> DATASET
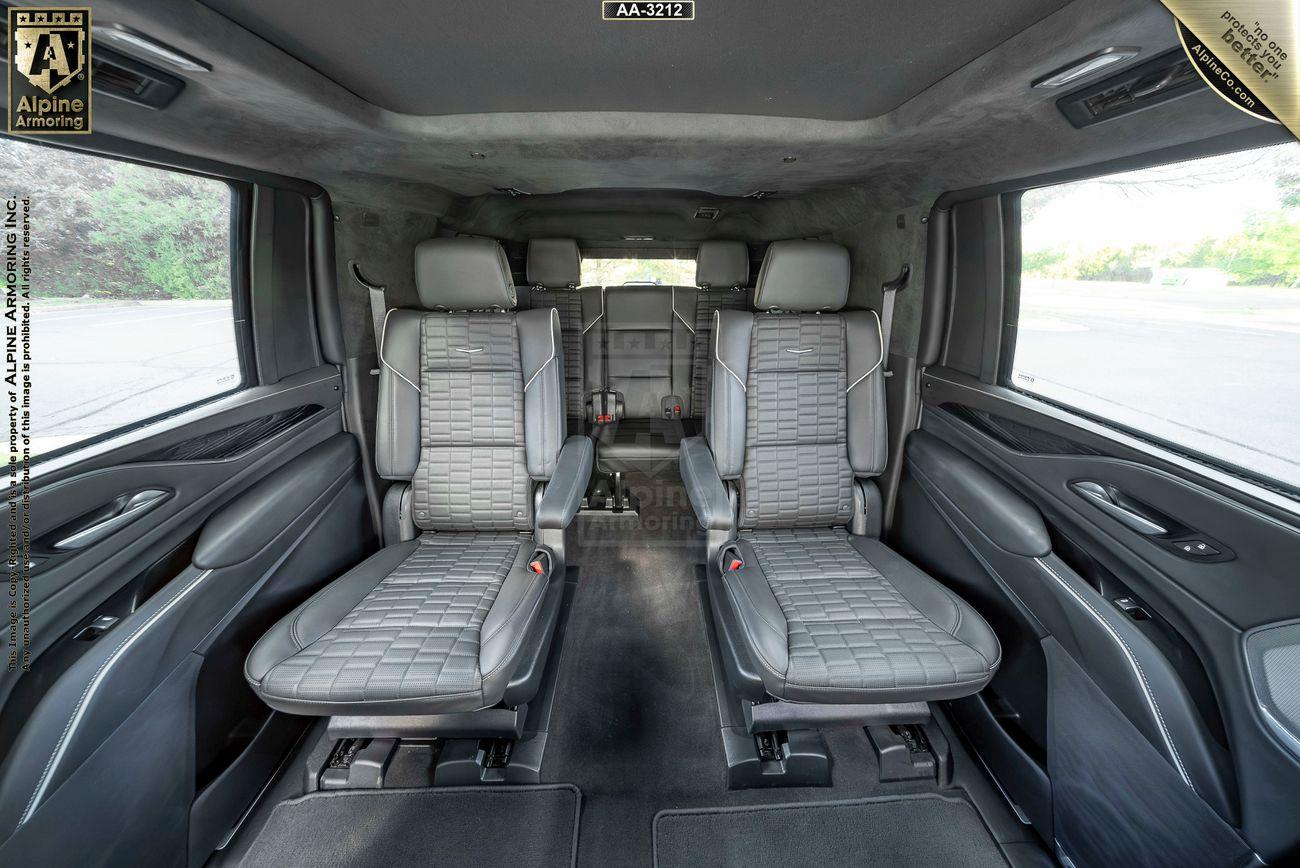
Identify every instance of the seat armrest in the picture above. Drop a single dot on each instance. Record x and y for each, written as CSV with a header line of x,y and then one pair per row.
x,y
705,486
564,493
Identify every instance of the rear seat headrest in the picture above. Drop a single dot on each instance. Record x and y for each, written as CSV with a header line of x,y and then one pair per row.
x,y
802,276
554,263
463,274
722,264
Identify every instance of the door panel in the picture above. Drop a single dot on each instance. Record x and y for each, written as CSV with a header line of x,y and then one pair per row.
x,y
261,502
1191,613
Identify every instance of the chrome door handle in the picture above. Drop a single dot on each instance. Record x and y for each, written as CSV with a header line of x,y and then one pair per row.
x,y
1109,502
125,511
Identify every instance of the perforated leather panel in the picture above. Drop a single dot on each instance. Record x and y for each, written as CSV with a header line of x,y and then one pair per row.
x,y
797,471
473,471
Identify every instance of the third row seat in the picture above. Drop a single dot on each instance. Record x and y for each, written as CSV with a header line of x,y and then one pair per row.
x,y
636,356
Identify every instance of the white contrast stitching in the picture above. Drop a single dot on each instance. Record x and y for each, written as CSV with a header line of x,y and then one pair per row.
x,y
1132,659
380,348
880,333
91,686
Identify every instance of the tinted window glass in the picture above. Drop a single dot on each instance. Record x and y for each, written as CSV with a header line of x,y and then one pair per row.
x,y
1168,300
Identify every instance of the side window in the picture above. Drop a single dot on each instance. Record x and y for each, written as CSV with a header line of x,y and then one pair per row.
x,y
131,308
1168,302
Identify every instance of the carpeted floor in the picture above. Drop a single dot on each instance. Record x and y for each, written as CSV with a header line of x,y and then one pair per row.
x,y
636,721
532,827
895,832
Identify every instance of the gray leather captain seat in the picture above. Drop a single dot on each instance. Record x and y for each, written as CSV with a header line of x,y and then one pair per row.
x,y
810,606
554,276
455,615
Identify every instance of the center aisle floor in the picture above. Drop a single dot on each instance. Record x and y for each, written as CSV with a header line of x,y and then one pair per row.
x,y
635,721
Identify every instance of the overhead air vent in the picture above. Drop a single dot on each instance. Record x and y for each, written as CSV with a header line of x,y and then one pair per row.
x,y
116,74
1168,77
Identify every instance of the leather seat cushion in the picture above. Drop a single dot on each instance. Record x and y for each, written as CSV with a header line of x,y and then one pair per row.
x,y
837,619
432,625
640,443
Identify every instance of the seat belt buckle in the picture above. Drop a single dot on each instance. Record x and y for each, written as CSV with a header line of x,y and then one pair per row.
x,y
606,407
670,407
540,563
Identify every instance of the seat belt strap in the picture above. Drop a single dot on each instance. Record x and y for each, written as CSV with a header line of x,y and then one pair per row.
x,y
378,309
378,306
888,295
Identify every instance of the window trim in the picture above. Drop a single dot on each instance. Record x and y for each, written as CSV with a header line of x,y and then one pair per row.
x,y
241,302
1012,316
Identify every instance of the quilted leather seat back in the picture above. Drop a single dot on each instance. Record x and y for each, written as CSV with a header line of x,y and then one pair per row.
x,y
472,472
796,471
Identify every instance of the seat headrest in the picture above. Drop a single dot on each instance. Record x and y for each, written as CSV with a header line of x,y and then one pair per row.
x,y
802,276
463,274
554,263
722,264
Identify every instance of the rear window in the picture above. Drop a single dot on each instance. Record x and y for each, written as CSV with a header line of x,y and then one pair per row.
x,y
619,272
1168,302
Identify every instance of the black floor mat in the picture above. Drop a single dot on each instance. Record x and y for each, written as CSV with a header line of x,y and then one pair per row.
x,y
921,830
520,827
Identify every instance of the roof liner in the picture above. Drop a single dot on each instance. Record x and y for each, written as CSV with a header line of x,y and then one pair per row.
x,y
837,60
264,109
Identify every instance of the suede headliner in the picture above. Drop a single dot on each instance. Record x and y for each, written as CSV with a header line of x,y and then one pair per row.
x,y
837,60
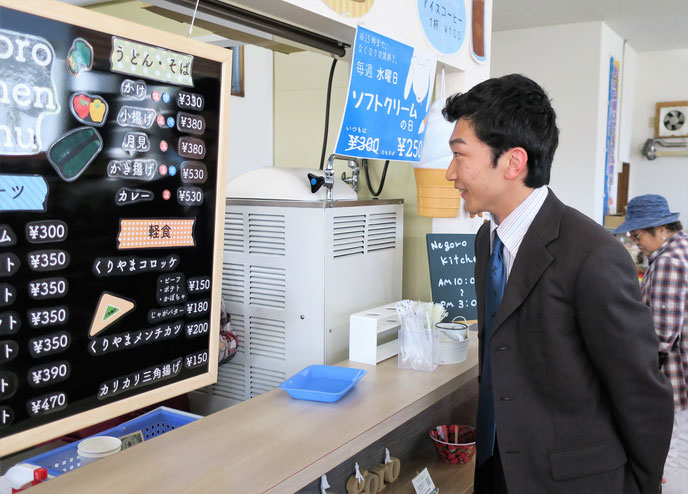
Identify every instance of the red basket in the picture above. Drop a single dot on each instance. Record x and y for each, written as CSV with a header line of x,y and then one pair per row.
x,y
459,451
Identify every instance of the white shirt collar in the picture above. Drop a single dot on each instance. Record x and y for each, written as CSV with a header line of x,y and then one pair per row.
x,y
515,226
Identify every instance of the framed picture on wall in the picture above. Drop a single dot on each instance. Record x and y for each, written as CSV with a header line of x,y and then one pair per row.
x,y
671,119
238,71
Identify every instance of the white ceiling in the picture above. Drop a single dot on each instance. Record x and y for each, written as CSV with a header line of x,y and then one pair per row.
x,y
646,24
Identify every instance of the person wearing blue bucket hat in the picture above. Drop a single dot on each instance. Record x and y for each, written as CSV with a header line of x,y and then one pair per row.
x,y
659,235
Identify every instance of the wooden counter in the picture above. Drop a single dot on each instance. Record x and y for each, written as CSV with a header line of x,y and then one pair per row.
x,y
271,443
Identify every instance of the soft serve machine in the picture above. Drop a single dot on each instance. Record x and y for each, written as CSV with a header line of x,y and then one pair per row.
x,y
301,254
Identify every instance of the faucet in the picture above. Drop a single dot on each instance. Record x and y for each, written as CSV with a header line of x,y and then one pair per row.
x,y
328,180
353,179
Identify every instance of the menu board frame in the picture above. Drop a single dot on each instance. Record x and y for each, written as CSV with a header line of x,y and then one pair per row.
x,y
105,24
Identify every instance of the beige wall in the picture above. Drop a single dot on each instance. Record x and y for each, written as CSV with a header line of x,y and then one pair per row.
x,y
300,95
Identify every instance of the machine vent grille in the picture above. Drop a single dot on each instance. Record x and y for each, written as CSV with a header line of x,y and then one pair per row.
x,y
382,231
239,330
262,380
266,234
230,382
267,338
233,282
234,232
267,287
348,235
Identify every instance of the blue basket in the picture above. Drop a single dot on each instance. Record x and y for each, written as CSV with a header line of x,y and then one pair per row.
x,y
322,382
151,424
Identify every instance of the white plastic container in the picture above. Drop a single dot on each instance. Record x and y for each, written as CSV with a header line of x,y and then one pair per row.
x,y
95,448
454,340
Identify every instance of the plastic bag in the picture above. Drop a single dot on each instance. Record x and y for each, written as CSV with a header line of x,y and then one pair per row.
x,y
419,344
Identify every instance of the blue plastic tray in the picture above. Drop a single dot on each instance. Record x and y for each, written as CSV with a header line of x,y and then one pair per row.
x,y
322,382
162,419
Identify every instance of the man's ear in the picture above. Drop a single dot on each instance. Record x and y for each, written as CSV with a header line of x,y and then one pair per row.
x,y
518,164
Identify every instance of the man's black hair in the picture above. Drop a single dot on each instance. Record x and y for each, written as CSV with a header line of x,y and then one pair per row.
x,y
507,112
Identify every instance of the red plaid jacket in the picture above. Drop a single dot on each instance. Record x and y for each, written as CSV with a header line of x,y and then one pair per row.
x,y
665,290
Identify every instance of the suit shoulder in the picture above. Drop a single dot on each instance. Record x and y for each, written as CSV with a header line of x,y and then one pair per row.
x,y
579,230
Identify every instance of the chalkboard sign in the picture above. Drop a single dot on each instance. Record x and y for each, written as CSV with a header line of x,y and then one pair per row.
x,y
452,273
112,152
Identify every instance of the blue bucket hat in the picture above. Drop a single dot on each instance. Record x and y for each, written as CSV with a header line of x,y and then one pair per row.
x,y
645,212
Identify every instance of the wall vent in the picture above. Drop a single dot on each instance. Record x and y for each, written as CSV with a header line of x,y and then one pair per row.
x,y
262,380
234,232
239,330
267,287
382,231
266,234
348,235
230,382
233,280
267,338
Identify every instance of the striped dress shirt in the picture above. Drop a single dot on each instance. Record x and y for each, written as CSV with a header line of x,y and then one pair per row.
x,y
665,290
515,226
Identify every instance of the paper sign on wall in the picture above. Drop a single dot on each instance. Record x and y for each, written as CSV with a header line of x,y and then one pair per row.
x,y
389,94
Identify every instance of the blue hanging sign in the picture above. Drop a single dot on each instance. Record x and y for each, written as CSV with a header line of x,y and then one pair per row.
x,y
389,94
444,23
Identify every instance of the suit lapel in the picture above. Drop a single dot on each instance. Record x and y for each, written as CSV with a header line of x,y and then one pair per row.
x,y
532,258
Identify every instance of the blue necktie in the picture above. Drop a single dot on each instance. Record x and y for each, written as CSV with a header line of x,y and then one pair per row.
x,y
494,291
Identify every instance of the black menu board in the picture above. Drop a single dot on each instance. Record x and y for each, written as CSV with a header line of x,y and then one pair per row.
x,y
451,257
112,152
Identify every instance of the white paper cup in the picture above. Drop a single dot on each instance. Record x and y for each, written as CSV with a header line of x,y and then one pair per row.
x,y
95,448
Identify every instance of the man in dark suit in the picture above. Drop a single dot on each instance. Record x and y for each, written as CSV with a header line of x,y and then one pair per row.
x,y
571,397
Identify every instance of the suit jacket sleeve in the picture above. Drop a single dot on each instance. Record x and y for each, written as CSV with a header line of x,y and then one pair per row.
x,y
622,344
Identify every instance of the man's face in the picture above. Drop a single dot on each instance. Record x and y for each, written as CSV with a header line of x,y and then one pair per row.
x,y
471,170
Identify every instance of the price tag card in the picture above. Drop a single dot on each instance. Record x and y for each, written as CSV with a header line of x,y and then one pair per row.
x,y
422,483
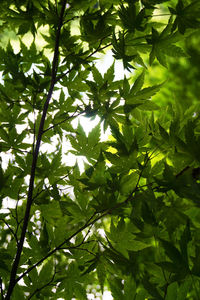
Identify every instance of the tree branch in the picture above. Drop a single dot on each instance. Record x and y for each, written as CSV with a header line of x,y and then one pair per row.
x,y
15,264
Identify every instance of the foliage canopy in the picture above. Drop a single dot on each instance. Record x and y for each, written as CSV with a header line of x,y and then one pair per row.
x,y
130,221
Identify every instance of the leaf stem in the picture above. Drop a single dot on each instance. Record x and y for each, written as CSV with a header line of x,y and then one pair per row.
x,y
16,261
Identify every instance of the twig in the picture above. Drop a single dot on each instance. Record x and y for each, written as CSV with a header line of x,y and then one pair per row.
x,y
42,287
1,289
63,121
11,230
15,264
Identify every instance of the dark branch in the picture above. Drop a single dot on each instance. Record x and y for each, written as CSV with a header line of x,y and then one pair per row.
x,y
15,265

> TASK BRIEF
Set down, exactly and in full, the lines from the one containing "Identify every instance of the leaf" through the end of the entries; no other line belongs.

> COMPLETE RESPONSE
Identify every instance of the leaf stem in the picture above. Drop a single dot on each instance. Record x and y for each, written as CSV with a header line of x,y and then one pair per row.
x,y
16,261
Identify every instance of the twig in the picture above. Drop a single dot on each instance. Record x and y for each, written as CSV with a header line of x,y and then one pair per row.
x,y
42,287
1,289
63,121
11,230
15,264
Identify every instance of the dark branch in the picture above. Drop a single dot on each instance. Record x and y for each, written as CSV with a header line of x,y and then one pair per row.
x,y
15,265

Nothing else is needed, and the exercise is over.